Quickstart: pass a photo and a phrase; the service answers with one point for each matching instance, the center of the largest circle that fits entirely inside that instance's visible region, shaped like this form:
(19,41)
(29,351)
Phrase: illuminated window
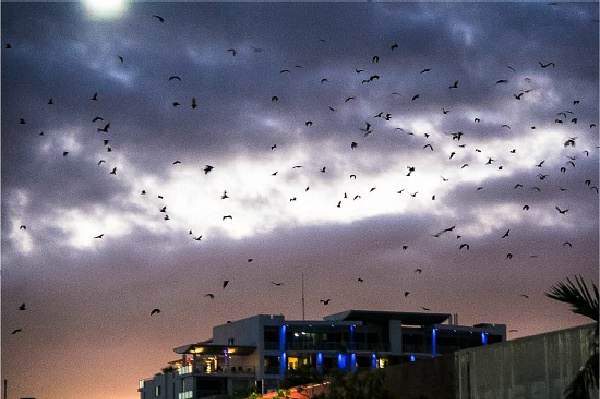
(292,363)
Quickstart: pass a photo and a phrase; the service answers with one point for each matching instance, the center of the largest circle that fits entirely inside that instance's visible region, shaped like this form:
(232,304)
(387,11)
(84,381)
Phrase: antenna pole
(302,296)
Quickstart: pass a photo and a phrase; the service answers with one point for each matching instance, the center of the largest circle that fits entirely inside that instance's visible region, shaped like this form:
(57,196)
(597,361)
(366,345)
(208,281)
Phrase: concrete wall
(431,378)
(539,366)
(536,367)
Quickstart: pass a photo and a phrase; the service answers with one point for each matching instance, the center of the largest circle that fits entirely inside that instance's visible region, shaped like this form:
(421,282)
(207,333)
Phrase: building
(534,367)
(258,352)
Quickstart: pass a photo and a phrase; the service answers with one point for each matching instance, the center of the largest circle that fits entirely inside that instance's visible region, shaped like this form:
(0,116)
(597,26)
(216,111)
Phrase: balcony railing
(219,370)
(337,346)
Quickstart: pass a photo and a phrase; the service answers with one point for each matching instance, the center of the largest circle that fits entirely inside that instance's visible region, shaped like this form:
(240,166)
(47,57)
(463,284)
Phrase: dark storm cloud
(82,289)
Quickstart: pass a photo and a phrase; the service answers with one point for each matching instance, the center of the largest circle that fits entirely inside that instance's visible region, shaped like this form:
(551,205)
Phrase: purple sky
(87,330)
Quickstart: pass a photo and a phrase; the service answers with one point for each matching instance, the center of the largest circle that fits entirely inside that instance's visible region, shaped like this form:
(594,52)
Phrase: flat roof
(382,316)
(212,349)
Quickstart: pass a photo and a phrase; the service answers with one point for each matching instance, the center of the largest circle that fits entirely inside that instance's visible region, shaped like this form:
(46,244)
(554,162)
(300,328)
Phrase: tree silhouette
(578,296)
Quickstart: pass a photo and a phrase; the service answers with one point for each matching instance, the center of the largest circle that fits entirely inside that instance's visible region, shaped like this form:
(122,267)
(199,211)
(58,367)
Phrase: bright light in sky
(104,9)
(112,110)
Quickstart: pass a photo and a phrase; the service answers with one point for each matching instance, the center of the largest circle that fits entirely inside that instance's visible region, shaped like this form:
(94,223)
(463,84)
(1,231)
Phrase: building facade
(258,352)
(534,367)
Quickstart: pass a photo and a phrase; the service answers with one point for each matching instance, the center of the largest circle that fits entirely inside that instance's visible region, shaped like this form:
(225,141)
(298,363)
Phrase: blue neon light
(283,355)
(341,361)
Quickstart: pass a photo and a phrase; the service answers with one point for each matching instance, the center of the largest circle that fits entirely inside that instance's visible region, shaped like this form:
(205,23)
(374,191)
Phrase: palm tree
(578,296)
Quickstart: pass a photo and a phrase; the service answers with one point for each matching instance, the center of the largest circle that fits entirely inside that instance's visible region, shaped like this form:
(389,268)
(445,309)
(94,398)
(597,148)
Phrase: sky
(444,150)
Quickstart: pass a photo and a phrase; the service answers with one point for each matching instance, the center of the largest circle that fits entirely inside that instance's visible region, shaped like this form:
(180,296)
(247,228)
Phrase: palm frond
(578,296)
(585,381)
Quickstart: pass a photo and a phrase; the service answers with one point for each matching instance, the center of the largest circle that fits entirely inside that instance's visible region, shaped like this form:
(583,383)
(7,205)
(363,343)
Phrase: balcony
(188,371)
(337,346)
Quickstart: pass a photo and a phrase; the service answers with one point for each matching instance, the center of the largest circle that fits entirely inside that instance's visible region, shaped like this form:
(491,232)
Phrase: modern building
(258,352)
(534,367)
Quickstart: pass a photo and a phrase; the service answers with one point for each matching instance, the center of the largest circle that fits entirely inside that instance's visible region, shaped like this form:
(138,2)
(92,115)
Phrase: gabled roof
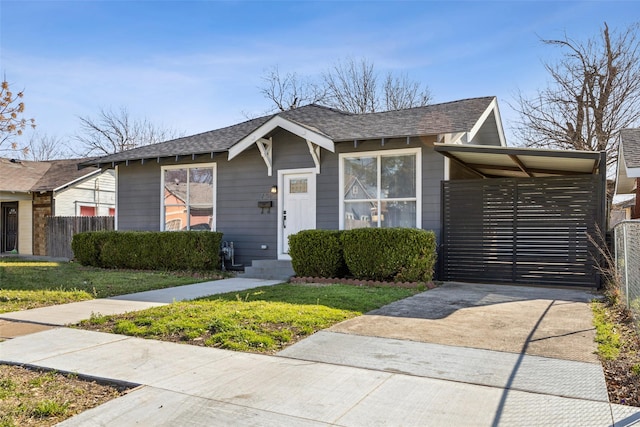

= = = =

Problem details:
How many lines in the rows above contain the word "roof"? Reply with the number only.

Response:
2